MEGAN: Yeah, absolutely. So I like to think of imperative as kind of a verb. So if you've ever run a Docker container locally, you would run a command, like Docker run, run being a verb. You're telling the Docker desktop app on your computer to run a container image. Declarative is more about nouns instead of verbs. It's saying, what do I want to run? And it's specifying almost like your desired state in more of a static way.
So with Kubernetes, you actually have a file that you fill out with, OK, here's the image, and then here's some other fields as well, but you let Kubernetes take care of the verbs, or the actual deployment. And this allows for more intelligence, things like grouping, servers together into clusters. And Kubernetes is smart about where it will assign that container. That's declarative. And there's other tools as well. Terraform being an example.
ANTHONY: Yeah. So it definitely makes sense from the breakdown of declarative versus imperative, and also the focus of how you see Kubernetes specifically on this API that lets you treat multiple machines as one, and things like that. So working in the Kubernetes space, what are some of the challenges that you've observed when people try to realize these benefits or take advantage of this declarative API?

**WHAT NEEDS TO BE DONE:** Print everything in the Kubernetes conversation from "ANTHONY: Yeah. So" down to "this declarative API?", word for word.

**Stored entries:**

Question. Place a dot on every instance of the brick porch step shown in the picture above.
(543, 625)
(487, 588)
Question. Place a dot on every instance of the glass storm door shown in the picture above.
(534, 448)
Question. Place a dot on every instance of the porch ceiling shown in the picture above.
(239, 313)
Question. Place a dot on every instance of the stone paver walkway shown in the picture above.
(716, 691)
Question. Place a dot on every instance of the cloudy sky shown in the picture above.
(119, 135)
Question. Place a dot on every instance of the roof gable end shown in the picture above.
* * *
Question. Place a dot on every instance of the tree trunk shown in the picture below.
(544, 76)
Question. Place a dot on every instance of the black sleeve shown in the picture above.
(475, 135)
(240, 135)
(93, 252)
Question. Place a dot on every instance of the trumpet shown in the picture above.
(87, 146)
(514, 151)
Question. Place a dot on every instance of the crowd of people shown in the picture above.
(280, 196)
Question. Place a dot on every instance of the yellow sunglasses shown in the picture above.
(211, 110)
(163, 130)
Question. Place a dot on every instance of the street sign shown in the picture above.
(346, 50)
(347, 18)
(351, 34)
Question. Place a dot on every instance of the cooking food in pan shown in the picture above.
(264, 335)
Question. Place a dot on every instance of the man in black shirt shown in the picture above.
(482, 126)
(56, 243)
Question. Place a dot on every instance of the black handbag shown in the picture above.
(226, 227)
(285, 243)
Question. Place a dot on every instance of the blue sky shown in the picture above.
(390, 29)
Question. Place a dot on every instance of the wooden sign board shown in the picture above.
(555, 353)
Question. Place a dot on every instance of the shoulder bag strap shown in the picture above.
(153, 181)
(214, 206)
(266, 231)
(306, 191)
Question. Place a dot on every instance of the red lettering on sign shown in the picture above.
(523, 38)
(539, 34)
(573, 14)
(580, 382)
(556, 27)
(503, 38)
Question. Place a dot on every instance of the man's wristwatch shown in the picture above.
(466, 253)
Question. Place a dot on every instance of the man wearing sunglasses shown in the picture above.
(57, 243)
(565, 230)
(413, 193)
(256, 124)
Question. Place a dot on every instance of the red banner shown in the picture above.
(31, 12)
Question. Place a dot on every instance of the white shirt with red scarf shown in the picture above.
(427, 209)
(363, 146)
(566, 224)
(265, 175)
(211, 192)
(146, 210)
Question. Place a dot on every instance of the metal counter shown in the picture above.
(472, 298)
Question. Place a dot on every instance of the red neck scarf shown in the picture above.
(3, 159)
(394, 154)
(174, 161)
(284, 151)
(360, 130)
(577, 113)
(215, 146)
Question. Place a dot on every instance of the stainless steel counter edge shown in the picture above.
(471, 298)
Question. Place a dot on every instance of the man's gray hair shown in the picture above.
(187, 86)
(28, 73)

**WORKED ANSWER:**
ANTHONY: Yeah. So it definitely makes sense from the breakdown of declarative versus imperative, and also the focus of how you see Kubernetes specifically on this API that lets you treat multiple machines as one, and things like that. So working in the Kubernetes space, what are some of the challenges that you've observed when people try to realize these benefits or take advantage of this declarative API?